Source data
+===+

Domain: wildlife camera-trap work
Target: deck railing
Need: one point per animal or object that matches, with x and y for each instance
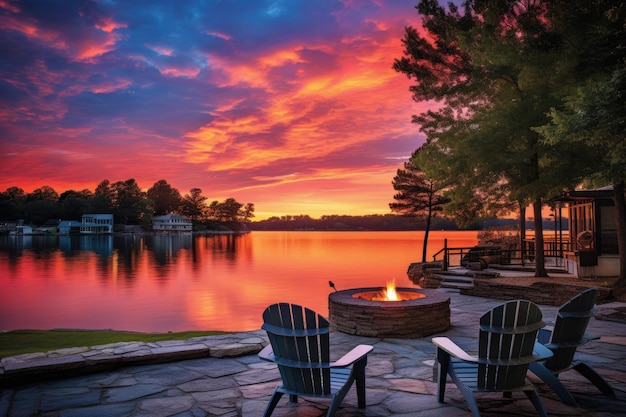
(553, 251)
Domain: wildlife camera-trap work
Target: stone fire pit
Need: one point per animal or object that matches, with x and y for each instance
(412, 318)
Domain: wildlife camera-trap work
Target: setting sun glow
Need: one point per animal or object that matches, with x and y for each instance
(296, 110)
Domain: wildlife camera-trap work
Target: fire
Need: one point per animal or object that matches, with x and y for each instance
(390, 293)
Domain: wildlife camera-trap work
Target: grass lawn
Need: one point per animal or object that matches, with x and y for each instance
(17, 342)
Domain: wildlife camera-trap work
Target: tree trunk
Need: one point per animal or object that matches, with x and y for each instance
(540, 267)
(620, 217)
(426, 232)
(522, 227)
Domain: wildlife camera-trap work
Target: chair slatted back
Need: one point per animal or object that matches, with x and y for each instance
(507, 338)
(300, 341)
(570, 327)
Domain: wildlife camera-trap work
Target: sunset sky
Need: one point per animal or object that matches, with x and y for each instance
(290, 105)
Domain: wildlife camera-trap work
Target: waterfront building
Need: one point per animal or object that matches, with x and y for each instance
(171, 223)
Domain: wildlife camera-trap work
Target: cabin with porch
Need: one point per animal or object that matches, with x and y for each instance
(593, 251)
(172, 223)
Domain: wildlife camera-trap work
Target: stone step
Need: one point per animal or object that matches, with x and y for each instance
(456, 285)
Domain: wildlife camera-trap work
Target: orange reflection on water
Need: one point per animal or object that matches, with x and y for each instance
(174, 283)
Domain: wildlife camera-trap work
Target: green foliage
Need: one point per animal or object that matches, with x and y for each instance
(126, 201)
(19, 342)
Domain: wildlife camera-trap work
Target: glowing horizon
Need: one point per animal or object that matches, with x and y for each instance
(292, 107)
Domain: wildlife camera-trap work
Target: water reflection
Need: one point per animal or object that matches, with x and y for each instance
(181, 282)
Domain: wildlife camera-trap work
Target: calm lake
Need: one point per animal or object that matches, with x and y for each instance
(166, 283)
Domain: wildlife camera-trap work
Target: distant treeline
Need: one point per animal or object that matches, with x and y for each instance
(380, 222)
(128, 203)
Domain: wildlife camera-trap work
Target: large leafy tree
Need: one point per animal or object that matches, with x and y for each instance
(130, 203)
(194, 204)
(486, 69)
(12, 203)
(417, 195)
(73, 204)
(165, 198)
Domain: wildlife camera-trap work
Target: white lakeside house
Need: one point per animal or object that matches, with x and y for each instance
(97, 223)
(90, 224)
(171, 223)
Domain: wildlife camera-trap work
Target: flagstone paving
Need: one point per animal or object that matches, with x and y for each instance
(229, 380)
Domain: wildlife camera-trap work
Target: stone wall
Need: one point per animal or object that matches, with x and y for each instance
(546, 293)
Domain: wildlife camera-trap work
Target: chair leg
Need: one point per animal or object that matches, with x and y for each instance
(586, 371)
(359, 377)
(553, 382)
(534, 398)
(443, 358)
(273, 403)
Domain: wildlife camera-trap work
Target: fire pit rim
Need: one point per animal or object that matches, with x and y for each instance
(347, 297)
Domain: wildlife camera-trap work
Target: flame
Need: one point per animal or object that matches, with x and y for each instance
(390, 293)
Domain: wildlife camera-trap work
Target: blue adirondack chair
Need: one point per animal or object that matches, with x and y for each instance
(563, 339)
(506, 347)
(299, 345)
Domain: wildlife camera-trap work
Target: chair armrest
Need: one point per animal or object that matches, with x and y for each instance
(267, 354)
(544, 334)
(540, 352)
(453, 349)
(354, 355)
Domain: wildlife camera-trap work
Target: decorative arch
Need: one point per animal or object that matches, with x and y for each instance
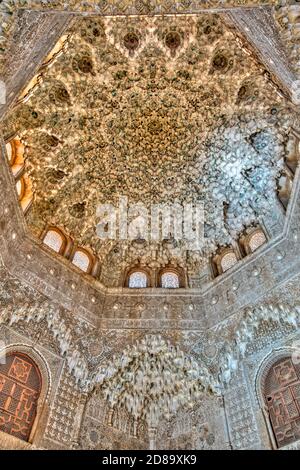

+===+

## TASK ITEM
Some of the data mentions "chair". Copy every line where it does.

## RESULT OF THE TASK
Target: chair slatted back
Target: chair leg
Target: blue adirondack chair
Target: chair armrest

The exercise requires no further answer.